> **The input**:

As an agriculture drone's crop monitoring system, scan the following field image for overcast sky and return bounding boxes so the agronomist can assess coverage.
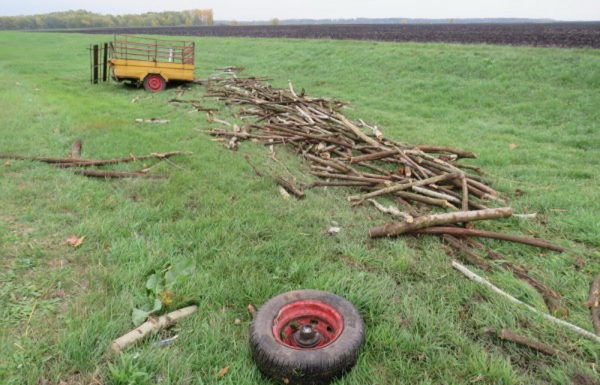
[1,0,599,21]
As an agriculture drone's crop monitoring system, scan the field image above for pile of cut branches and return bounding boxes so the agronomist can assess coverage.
[198,76,579,318]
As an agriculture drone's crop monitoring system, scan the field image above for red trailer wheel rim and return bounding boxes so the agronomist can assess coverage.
[146,75,164,91]
[273,300,344,350]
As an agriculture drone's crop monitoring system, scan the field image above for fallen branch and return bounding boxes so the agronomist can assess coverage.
[111,306,198,354]
[275,177,305,199]
[1,151,189,167]
[465,237,566,317]
[348,172,461,205]
[497,329,569,359]
[414,145,476,159]
[243,155,305,199]
[367,199,413,222]
[442,235,492,271]
[407,226,569,252]
[451,260,600,345]
[369,207,514,238]
[71,170,170,179]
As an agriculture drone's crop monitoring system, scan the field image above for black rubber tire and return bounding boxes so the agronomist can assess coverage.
[143,74,166,92]
[250,290,365,385]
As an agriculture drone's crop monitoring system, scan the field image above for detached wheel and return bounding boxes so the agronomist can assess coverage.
[250,290,365,385]
[143,74,166,92]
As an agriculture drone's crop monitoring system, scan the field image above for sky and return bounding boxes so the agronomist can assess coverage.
[1,0,599,21]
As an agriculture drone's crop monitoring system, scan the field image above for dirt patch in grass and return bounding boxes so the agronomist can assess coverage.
[571,372,599,385]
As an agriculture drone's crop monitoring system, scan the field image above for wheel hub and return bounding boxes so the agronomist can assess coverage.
[293,324,322,348]
[272,299,344,350]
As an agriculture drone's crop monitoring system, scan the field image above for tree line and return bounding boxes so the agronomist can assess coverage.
[0,9,214,30]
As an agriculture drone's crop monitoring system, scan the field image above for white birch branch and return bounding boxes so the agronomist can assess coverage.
[451,261,600,345]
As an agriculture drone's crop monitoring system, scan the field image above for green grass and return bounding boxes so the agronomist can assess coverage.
[1,31,599,384]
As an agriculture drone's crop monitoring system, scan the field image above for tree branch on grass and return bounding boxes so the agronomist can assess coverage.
[369,207,514,238]
[70,170,170,179]
[407,226,569,252]
[451,260,600,345]
[111,306,198,354]
[497,328,570,359]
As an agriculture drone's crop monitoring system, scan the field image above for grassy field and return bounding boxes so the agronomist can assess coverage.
[1,31,599,385]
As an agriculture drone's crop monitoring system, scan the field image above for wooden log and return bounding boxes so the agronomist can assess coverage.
[274,177,305,199]
[411,186,462,204]
[111,306,197,354]
[304,153,358,175]
[71,170,170,179]
[309,171,386,184]
[308,181,374,188]
[498,329,569,359]
[395,197,421,218]
[348,172,461,204]
[395,191,457,209]
[335,114,384,148]
[350,149,400,163]
[409,227,569,252]
[369,207,513,238]
[460,173,469,213]
[414,145,476,159]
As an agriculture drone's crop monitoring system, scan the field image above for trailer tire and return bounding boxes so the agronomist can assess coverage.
[250,290,365,385]
[143,74,166,92]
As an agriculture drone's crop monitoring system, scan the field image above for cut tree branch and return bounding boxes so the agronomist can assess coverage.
[369,207,513,238]
[497,329,569,359]
[71,170,170,179]
[111,306,197,354]
[408,227,569,252]
[452,260,600,346]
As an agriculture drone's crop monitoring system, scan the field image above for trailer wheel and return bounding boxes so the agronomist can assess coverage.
[250,290,365,385]
[143,74,166,92]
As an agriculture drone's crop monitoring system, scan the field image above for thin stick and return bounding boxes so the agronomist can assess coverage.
[111,306,198,354]
[408,227,569,252]
[451,260,600,345]
[460,173,469,213]
[442,235,492,271]
[498,329,570,359]
[71,170,170,179]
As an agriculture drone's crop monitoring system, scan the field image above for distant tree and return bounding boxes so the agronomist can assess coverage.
[0,9,215,30]
[271,18,280,26]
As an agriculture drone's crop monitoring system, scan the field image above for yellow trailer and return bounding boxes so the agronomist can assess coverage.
[108,35,195,92]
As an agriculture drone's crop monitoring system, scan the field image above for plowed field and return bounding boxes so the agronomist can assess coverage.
[78,22,600,48]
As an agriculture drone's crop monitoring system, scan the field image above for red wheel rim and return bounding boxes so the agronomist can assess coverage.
[146,75,163,91]
[273,300,344,350]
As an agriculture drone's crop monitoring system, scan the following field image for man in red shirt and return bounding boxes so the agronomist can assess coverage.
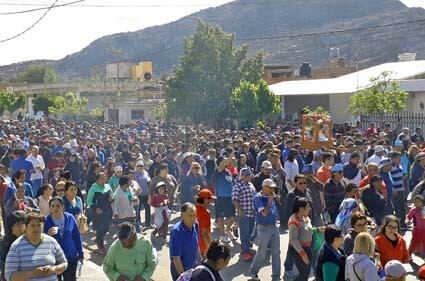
[316,152,334,184]
[195,189,216,256]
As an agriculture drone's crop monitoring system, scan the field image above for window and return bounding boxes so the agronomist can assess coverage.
[131,110,144,120]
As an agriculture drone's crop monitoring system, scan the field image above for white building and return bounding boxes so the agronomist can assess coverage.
[270,60,425,123]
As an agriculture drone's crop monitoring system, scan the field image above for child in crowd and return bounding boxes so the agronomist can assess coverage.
[49,168,62,188]
[151,181,170,239]
[406,195,425,256]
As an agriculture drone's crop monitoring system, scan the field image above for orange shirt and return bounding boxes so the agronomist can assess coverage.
[316,166,331,184]
[359,176,387,199]
[196,205,211,254]
[375,233,410,267]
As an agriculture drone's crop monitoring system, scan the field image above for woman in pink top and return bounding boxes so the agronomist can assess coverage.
[406,195,425,255]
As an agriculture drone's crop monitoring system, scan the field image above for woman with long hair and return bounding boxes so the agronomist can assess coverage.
[345,232,381,281]
[361,175,389,226]
[375,215,409,267]
[63,181,83,218]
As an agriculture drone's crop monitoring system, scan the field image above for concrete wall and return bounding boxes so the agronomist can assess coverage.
[329,93,351,123]
[407,91,425,113]
[283,94,329,120]
[117,103,158,125]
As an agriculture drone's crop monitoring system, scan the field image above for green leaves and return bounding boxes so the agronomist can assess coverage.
[163,20,265,125]
[0,91,25,116]
[18,64,57,83]
[33,92,87,116]
[348,71,408,115]
[32,94,54,116]
[230,79,281,127]
[49,92,88,116]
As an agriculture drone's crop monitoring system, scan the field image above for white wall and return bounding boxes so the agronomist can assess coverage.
[329,93,352,123]
[117,104,157,125]
[407,92,425,113]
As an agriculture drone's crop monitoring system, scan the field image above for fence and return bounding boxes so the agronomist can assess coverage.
[360,112,425,133]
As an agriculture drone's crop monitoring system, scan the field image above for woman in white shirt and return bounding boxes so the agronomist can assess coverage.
[284,149,299,193]
[36,184,54,216]
[112,176,136,224]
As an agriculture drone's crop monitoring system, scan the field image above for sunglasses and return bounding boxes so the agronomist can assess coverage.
[297,182,307,185]
[56,189,65,192]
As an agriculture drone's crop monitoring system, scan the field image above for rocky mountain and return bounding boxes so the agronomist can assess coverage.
[1,0,425,80]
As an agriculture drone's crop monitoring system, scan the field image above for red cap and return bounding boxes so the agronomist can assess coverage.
[419,264,425,280]
[198,189,217,200]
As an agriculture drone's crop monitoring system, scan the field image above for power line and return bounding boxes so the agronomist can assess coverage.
[0,0,59,43]
[234,17,425,42]
[94,21,425,67]
[0,1,233,14]
[0,0,87,15]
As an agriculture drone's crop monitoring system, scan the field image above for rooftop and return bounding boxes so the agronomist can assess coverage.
[270,60,425,96]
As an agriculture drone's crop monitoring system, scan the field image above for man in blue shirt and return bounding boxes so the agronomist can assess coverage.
[9,149,34,183]
[249,179,281,281]
[214,155,235,243]
[169,202,200,281]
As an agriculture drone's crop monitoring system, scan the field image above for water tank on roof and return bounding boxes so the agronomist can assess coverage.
[329,47,340,60]
[106,63,132,79]
[299,62,312,77]
[398,53,416,62]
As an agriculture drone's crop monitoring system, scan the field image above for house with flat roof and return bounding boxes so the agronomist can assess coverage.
[269,60,425,123]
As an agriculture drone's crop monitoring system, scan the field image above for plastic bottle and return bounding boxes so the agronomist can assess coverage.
[77,261,83,277]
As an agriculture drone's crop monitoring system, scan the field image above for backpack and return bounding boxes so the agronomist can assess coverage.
[176,265,216,281]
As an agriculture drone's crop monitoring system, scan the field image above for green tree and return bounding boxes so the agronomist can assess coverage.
[231,81,260,125]
[230,80,281,127]
[0,91,26,116]
[89,108,105,120]
[32,94,54,115]
[163,20,263,124]
[49,92,88,116]
[348,71,408,115]
[256,79,281,115]
[18,64,57,83]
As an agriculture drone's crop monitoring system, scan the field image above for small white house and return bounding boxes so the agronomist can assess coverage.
[269,60,425,123]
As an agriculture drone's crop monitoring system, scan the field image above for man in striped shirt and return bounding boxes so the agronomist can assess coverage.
[390,151,407,227]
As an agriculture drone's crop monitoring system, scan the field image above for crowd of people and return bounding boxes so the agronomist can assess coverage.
[0,118,425,281]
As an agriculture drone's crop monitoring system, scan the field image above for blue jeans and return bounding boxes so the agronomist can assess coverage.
[239,216,255,253]
[31,179,42,197]
[249,224,281,280]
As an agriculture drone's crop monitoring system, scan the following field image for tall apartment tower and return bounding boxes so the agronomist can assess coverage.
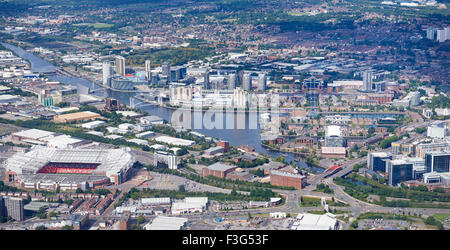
[258,73,267,91]
[5,197,24,221]
[0,196,5,218]
[242,73,251,91]
[228,73,237,90]
[115,56,126,76]
[162,61,170,76]
[426,27,436,40]
[204,70,210,89]
[363,70,373,91]
[102,61,112,87]
[437,29,446,42]
[145,60,152,82]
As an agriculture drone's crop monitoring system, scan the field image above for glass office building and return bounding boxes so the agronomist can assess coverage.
[387,160,414,186]
[425,152,450,173]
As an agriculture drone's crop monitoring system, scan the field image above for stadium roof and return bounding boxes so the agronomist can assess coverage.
[4,146,134,177]
[18,174,109,185]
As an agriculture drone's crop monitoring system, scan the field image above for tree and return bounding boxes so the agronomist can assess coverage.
[61,225,73,230]
[178,185,186,192]
[137,215,146,225]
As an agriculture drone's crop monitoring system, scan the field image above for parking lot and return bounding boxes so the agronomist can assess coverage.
[143,171,232,194]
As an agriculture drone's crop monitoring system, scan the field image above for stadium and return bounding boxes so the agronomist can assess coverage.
[3,146,135,191]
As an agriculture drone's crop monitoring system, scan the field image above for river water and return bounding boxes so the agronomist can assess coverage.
[3,42,325,173]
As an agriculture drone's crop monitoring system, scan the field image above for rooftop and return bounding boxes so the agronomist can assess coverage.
[144,216,188,230]
[205,162,236,172]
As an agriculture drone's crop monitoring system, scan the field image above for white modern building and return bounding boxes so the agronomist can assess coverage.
[427,121,448,139]
[171,197,208,215]
[144,216,188,230]
[291,213,338,230]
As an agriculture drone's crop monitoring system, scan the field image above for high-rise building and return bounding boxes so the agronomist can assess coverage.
[426,27,436,40]
[228,73,237,90]
[242,73,251,91]
[204,70,210,89]
[115,56,126,76]
[437,29,446,42]
[387,159,414,186]
[154,151,177,169]
[102,61,112,87]
[425,152,450,173]
[362,70,373,91]
[233,87,248,109]
[105,98,120,112]
[258,73,266,91]
[445,27,450,40]
[162,61,170,78]
[0,196,5,218]
[367,152,392,172]
[4,197,24,221]
[145,60,151,82]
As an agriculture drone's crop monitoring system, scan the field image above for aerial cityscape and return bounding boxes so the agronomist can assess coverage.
[0,0,449,234]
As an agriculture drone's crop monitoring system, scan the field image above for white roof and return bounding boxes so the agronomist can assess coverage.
[321,147,346,154]
[4,146,134,178]
[46,135,84,148]
[326,125,342,137]
[141,197,171,205]
[127,138,149,146]
[144,216,188,230]
[117,110,142,117]
[81,120,106,128]
[294,213,337,230]
[155,136,195,146]
[12,129,55,140]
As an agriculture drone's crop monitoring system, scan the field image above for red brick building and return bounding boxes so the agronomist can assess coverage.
[270,170,306,190]
[217,141,230,153]
[202,162,237,178]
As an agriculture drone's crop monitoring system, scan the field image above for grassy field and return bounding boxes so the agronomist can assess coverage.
[299,197,349,207]
[73,23,114,28]
[432,214,450,223]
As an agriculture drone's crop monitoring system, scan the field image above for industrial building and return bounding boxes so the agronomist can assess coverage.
[11,129,56,145]
[154,136,195,146]
[321,147,346,158]
[270,170,306,190]
[291,213,338,230]
[202,162,237,178]
[81,120,106,130]
[144,216,188,230]
[140,115,165,125]
[171,197,208,215]
[3,146,135,186]
[53,111,102,123]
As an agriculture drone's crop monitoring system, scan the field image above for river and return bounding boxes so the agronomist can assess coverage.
[2,42,324,173]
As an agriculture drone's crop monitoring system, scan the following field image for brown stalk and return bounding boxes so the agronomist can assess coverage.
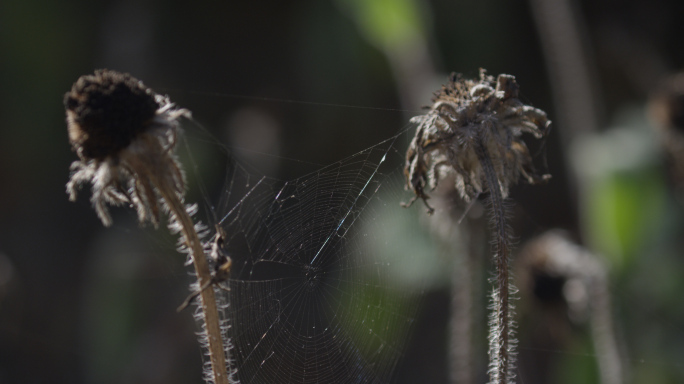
[476,141,513,384]
[155,178,230,384]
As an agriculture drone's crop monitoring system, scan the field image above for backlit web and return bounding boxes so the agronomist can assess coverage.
[184,124,426,384]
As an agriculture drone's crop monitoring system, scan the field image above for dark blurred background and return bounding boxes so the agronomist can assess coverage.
[1,0,684,383]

> **Assignment**: Go to the line that contains "above for industrial" and copy exactly from there through the last line of the records above, both included. Omit pictures.

> **Answer box**:
As an agriculture drone's crop monitoring system, scan the field image above for industrial building and return bounding boxes so the agronomist can assess coverage.
[11,129,56,145]
[154,136,195,146]
[321,147,346,158]
[270,170,306,190]
[291,213,338,230]
[202,162,237,178]
[81,120,106,130]
[144,216,188,230]
[140,115,165,125]
[171,197,208,215]
[3,146,135,186]
[53,111,102,123]
As an agriculture drone's crop monitoring system, scan the field image above for river and return bounding boxes so the agronomist can assess coverage.
[2,42,324,173]
As an agriculture drone's crop monitoring system, scan the following field image for brown stalk and return bounding boxes so the agronomist can assess coverage.
[476,141,513,384]
[155,178,230,384]
As an agriculture drone's crop monitoring system, scan the field image above for backlit web and return bounding boxes so the agronomist can assess coverage.
[184,124,426,384]
As an agriculture drone's crop monitoring system, scan the field image above for dark blurred background and return bounding boxes so the agronomist can assess coverage.
[1,0,684,383]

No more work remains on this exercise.